(Stored items)
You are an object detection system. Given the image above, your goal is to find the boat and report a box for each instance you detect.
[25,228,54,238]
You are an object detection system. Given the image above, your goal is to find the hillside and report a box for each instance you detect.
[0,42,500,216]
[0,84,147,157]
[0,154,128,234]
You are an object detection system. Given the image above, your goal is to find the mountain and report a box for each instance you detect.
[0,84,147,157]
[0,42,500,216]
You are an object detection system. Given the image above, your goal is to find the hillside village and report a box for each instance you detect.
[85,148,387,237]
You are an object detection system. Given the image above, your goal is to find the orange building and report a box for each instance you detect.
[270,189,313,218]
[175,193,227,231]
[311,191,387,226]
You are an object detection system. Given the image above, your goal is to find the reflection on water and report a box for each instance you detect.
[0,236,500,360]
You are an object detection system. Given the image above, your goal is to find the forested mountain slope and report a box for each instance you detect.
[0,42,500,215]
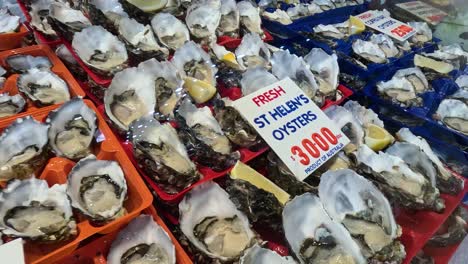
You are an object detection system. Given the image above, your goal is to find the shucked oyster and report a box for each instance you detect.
[67,156,127,222]
[319,169,405,263]
[355,145,445,212]
[179,181,255,261]
[104,68,156,131]
[0,178,77,242]
[283,193,365,264]
[130,116,201,193]
[46,98,97,159]
[107,215,176,264]
[174,99,240,171]
[17,69,70,106]
[151,13,190,50]
[0,116,49,181]
[72,26,128,75]
[0,93,26,118]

**What is required:**
Rewrite every one of the records above, substituting "visual recognition model" for "object detection system" and leaving everything else the same. Omit the pictures from your answer.

**Reply:**
You are an visual recognition model. Given the image above, your goal is to find the boat and report a box for each instance you detect.
[25,228,54,238]
You are an visual recognition model. Given the image above, your goal is to find the hillside and report a box for each instance you detect.
[0,42,500,216]
[0,84,147,157]
[0,154,128,234]
You are an visual recognition model. Given the image above, your goal is to find the mountain and report a box for each instance you detect.
[0,84,147,157]
[0,42,500,216]
You are an visual recognition model. Given the image above, your goal is to find the hillside village and report a box for each instance you detect.
[85,148,387,237]
You are an visual recognition model. Given the image above, your goal is to find the orange building and report a box for each instance you detect.
[270,189,313,218]
[175,193,227,231]
[311,191,387,226]
You are an visual recognition model. Given the image above, your goal is to find the reflection on water and report a box for each instance you detect.
[0,236,500,360]
You are an visual recognition model. Given the image above, your goal is to find the forested mountain slope and report a box for each instance you detect.
[0,42,500,215]
You are an visual recognition model. Given the image above, your goal is to find the shucked oyster and report a box for each instance you detect.
[67,156,127,222]
[319,169,405,263]
[355,145,445,212]
[179,181,255,261]
[104,68,156,131]
[0,178,77,242]
[283,193,365,264]
[130,116,201,193]
[46,98,97,159]
[107,215,176,264]
[174,99,240,171]
[17,69,70,106]
[151,13,190,50]
[0,116,49,181]
[72,26,128,75]
[0,93,26,118]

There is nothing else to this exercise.